[Start Dataset]

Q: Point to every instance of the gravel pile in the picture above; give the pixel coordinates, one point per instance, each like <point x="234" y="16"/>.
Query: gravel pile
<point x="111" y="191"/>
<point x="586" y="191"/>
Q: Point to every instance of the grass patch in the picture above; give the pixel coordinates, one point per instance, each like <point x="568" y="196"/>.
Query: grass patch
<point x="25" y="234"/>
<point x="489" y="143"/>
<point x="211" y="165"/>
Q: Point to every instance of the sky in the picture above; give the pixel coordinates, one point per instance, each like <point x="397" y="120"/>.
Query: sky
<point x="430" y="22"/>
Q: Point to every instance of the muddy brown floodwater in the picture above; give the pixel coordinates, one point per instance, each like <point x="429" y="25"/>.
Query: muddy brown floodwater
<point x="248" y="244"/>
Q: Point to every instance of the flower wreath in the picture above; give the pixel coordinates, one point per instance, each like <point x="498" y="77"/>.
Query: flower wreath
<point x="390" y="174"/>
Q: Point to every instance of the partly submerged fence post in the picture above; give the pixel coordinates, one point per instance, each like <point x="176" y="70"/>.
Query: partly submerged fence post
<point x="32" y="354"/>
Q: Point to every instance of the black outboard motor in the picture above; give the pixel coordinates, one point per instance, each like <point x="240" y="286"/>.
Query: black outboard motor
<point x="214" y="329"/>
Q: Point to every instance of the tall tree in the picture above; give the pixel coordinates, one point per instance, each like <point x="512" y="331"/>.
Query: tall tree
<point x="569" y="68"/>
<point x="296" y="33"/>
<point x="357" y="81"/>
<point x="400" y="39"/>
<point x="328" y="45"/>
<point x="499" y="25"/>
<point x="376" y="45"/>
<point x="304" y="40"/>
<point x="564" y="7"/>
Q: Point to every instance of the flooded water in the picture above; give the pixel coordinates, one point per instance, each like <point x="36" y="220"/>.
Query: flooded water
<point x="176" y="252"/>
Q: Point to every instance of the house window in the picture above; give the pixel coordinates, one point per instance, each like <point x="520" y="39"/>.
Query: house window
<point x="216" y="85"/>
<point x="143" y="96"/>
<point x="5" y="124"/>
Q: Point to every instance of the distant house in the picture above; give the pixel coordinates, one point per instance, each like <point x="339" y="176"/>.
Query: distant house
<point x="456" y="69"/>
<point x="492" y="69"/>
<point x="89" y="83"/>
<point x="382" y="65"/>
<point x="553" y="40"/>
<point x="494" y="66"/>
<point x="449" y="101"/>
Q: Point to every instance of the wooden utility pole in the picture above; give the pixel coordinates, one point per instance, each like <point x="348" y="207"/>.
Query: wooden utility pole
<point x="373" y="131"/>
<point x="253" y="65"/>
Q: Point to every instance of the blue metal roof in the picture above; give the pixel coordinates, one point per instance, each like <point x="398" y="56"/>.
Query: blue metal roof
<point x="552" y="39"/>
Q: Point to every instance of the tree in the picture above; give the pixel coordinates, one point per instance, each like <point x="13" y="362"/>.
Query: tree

[End Dataset]

• _What to work on_:
Switch "distant house" to "faraway house" everywhere it appears in the items above, and reproduce every line with no other changes.

• _Answer to the exercise_:
Q: Point to every instance of the gravel pile in the picture above; give the pixel coordinates, one point per instance, each like <point x="234" y="16"/>.
Query: gravel pile
<point x="111" y="191"/>
<point x="586" y="191"/>
Q: Point to every instance of the grass patch in the picture above; give the pixel coordinates, one point per instance, each like <point x="568" y="196"/>.
Query: grass patch
<point x="25" y="234"/>
<point x="489" y="143"/>
<point x="211" y="165"/>
Q: Point to every instance of the sky in the picture above; give the pixel coordinates, one point per instance, each like <point x="397" y="120"/>.
Query: sky
<point x="430" y="22"/>
Q: Point to every instance of the muddy brown floodwater in the picture above; give the pixel coordinates, one point per instance, each like <point x="429" y="25"/>.
Query: muddy brown floodwater
<point x="248" y="244"/>
Q: Point to every instance of the flower wreath in the picture above; give the pixel coordinates, one point per instance, each like <point x="498" y="77"/>.
Query: flower wreath
<point x="390" y="174"/>
Q: Point to every instance of the partly submerged fence post in the picture above; give the pixel coordinates, one point per instance, each like <point x="176" y="70"/>.
Query: partly submerged fence post
<point x="32" y="354"/>
Q: Point to every instance of the black outboard motor in the picture above; give the pixel coordinates, one point per instance, each like <point x="240" y="286"/>.
Query: black outboard motor
<point x="214" y="329"/>
Q: Point to every instance of the tall tree in the picture above; give the pixel coordinates, one point per instance, each like <point x="512" y="331"/>.
Query: tall tree
<point x="569" y="68"/>
<point x="296" y="33"/>
<point x="357" y="81"/>
<point x="400" y="39"/>
<point x="328" y="45"/>
<point x="499" y="25"/>
<point x="376" y="45"/>
<point x="304" y="40"/>
<point x="564" y="7"/>
Q: Point to every instance of the flooded water in the picture above; give the pixel coordinates, one point per instance, each like <point x="36" y="220"/>.
Query: flooded water
<point x="176" y="252"/>
Q: Point to every instance of the house window in the picture above; give the pixel coordinates, one point per instance, each like <point x="520" y="39"/>.
Query: house window
<point x="216" y="85"/>
<point x="143" y="96"/>
<point x="5" y="124"/>
Q: Point to every instance of the faraway house in the picture above; give the pixel coordinates, one point per instance, each like <point x="339" y="176"/>.
Query: faraway house
<point x="456" y="69"/>
<point x="492" y="69"/>
<point x="89" y="83"/>
<point x="382" y="65"/>
<point x="553" y="40"/>
<point x="494" y="66"/>
<point x="449" y="101"/>
Q: Point to every instance of the wooden utility pole in the picture above; give the pixel coordinates, one point per instance, each like <point x="348" y="207"/>.
Query: wooden utility pole
<point x="373" y="131"/>
<point x="253" y="65"/>
Q: Point to every instance of the blue metal roof in the picture above; give the pixel coordinates, one point per instance, each like <point x="398" y="56"/>.
Query: blue metal roof
<point x="552" y="39"/>
Q: Point to every instance of the tree in the picture above; give the pixel coordinates, one point per instance, each like <point x="13" y="362"/>.
Query: tree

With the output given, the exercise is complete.